In the provided passage, what does the writer say "Protestant liberty" is, in one respect, more irritating than?

> Provided passage:
________________________
Another important consideration is, that this system of excluding men of apparent sincerity, for their opinions, entirely subverts free inquiry into the Scriptures. When once a particular system is surrounded by this bulwark; when once its defenders have brought the majority to believe, that the rejection of it is a mark of depravity and perdition, what but the name of liberty is left to Christians? The obstacles to inquiry are as real, and may be as powerful, as in the neighbourhood of the inquisition. The multitude dare not think, and the thinking dare not speak. The right of private judgment may thus, in a Protestant country, be reduced to a nullity.
It is true, that men are sent to the Scriptures; but they are told before they go, that they will be driven from the church on earth and in heaven, unless they find in the Scriptures the doctrines which are embodied in the popular creed. They are told, indeed, to inquire for themselves; but they are also told at what points inquiry must arrive; and the sentence of exclusion hangs over them, if they happen to stray, with some of the best and wisest men, into forbidden paths. Now this "Protestant liberty " is, in one respect, more irritating than Papal bondage. It mocks as well as enslaves us. It talks to us courteously as friends and brethren, whilst it rivets our chains. It invites and even charges us to look with our own eyes,,but with the same breath warns us against seeing any thing which Orthodox eyes have not seen before us.
________________________
[Saved data entries]
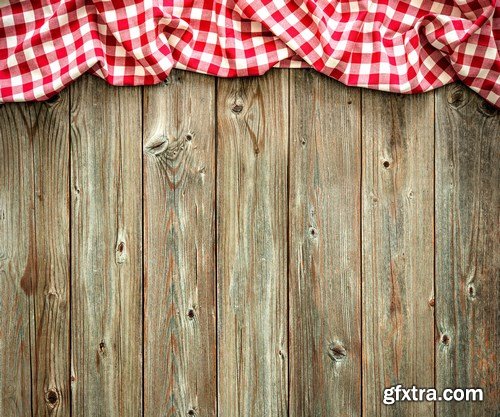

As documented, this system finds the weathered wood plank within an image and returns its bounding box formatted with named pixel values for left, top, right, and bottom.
left=362, top=91, right=434, bottom=416
left=71, top=76, right=142, bottom=416
left=30, top=90, right=70, bottom=417
left=289, top=71, right=361, bottom=417
left=144, top=71, right=217, bottom=417
left=217, top=70, right=288, bottom=417
left=436, top=85, right=500, bottom=417
left=0, top=104, right=36, bottom=417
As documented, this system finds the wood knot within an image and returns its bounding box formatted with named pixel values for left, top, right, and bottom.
left=45, top=388, right=59, bottom=408
left=328, top=343, right=347, bottom=362
left=477, top=99, right=497, bottom=117
left=46, top=94, right=61, bottom=104
left=448, top=87, right=466, bottom=109
left=144, top=135, right=169, bottom=156
left=231, top=104, right=243, bottom=114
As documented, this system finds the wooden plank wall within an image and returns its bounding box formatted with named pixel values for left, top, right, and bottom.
left=0, top=70, right=500, bottom=417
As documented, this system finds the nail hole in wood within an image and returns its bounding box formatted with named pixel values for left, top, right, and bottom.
left=328, top=343, right=347, bottom=362
left=467, top=284, right=476, bottom=298
left=231, top=104, right=243, bottom=114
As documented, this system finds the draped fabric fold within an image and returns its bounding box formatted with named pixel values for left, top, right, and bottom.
left=0, top=0, right=500, bottom=107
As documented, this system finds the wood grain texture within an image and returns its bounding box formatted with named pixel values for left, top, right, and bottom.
left=144, top=71, right=217, bottom=417
left=362, top=91, right=434, bottom=416
left=71, top=76, right=142, bottom=416
left=31, top=90, right=70, bottom=417
left=0, top=104, right=36, bottom=417
left=289, top=71, right=361, bottom=417
left=217, top=70, right=288, bottom=417
left=436, top=85, right=500, bottom=417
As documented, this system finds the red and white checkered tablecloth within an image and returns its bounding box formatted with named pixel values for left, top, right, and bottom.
left=0, top=0, right=500, bottom=107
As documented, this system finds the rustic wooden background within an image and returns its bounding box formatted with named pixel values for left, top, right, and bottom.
left=0, top=70, right=500, bottom=417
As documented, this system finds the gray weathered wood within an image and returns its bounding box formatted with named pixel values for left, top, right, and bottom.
left=436, top=85, right=500, bottom=417
left=289, top=71, right=361, bottom=417
left=217, top=70, right=288, bottom=417
left=144, top=71, right=217, bottom=417
left=71, top=76, right=142, bottom=417
left=0, top=104, right=36, bottom=417
left=30, top=90, right=70, bottom=417
left=362, top=91, right=434, bottom=416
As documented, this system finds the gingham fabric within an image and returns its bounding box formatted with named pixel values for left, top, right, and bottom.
left=0, top=0, right=500, bottom=107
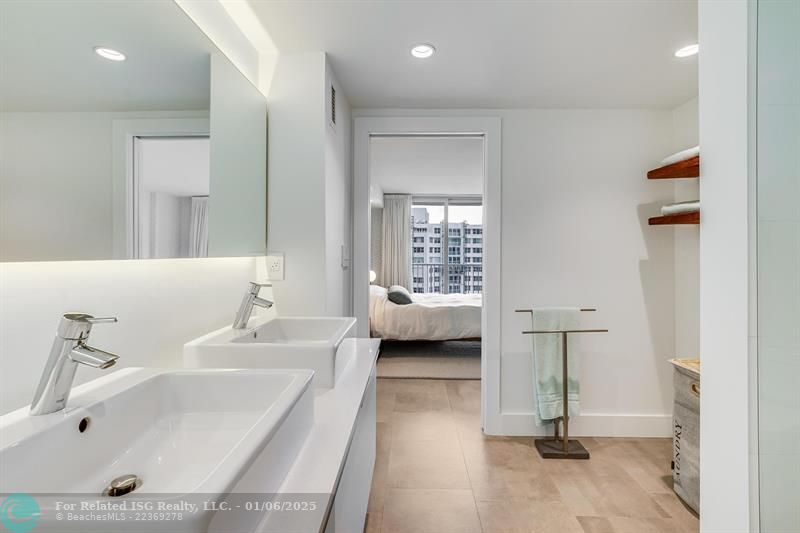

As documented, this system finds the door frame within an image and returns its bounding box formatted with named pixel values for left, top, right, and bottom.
left=353, top=116, right=502, bottom=434
left=112, top=116, right=211, bottom=259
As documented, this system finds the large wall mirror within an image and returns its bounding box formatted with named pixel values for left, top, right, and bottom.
left=0, top=0, right=267, bottom=261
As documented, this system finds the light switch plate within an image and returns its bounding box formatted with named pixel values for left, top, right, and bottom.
left=267, top=252, right=284, bottom=281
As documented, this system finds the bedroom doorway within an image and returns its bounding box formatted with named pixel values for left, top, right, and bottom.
left=354, top=117, right=500, bottom=429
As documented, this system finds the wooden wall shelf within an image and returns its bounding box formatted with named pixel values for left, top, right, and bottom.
left=647, top=211, right=700, bottom=226
left=647, top=155, right=700, bottom=180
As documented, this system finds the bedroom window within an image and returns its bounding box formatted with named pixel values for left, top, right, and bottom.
left=411, top=195, right=483, bottom=294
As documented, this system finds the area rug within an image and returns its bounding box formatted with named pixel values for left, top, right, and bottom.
left=378, top=341, right=481, bottom=379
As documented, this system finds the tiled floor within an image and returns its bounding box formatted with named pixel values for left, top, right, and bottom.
left=367, top=379, right=698, bottom=533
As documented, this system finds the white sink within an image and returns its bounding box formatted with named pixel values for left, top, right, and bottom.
left=183, top=317, right=356, bottom=388
left=0, top=369, right=314, bottom=531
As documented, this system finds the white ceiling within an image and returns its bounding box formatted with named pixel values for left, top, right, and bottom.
left=0, top=0, right=217, bottom=111
left=369, top=137, right=483, bottom=195
left=249, top=0, right=697, bottom=109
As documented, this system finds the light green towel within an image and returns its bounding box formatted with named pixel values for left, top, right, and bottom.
left=531, top=308, right=581, bottom=426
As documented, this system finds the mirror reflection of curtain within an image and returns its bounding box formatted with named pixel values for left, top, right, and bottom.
left=381, top=194, right=411, bottom=290
left=189, top=196, right=208, bottom=257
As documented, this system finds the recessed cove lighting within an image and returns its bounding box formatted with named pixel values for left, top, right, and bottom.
left=94, top=46, right=127, bottom=61
left=411, top=44, right=436, bottom=59
left=675, top=44, right=700, bottom=57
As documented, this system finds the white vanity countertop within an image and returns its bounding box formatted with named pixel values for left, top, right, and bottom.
left=280, top=339, right=380, bottom=508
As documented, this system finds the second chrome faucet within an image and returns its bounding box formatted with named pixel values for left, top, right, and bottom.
left=31, top=313, right=119, bottom=415
left=233, top=281, right=273, bottom=329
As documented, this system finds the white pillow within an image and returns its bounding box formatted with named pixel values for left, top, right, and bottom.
left=369, top=285, right=388, bottom=298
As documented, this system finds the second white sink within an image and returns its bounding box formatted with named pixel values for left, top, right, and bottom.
left=183, top=317, right=356, bottom=388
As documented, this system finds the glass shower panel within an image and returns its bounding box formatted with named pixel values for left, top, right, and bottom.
left=756, top=0, right=800, bottom=533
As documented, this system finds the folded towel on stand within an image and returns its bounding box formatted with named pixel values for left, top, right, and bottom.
left=532, top=308, right=581, bottom=426
left=661, top=146, right=700, bottom=166
left=661, top=200, right=700, bottom=216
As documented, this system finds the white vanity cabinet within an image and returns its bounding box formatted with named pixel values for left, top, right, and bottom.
left=325, top=366, right=377, bottom=533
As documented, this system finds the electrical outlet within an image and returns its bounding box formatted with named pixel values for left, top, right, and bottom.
left=267, top=252, right=284, bottom=281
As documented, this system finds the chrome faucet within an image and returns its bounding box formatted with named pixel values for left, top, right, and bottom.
left=31, top=313, right=119, bottom=415
left=233, top=281, right=274, bottom=329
________________________
> Complete response: Papal bondage.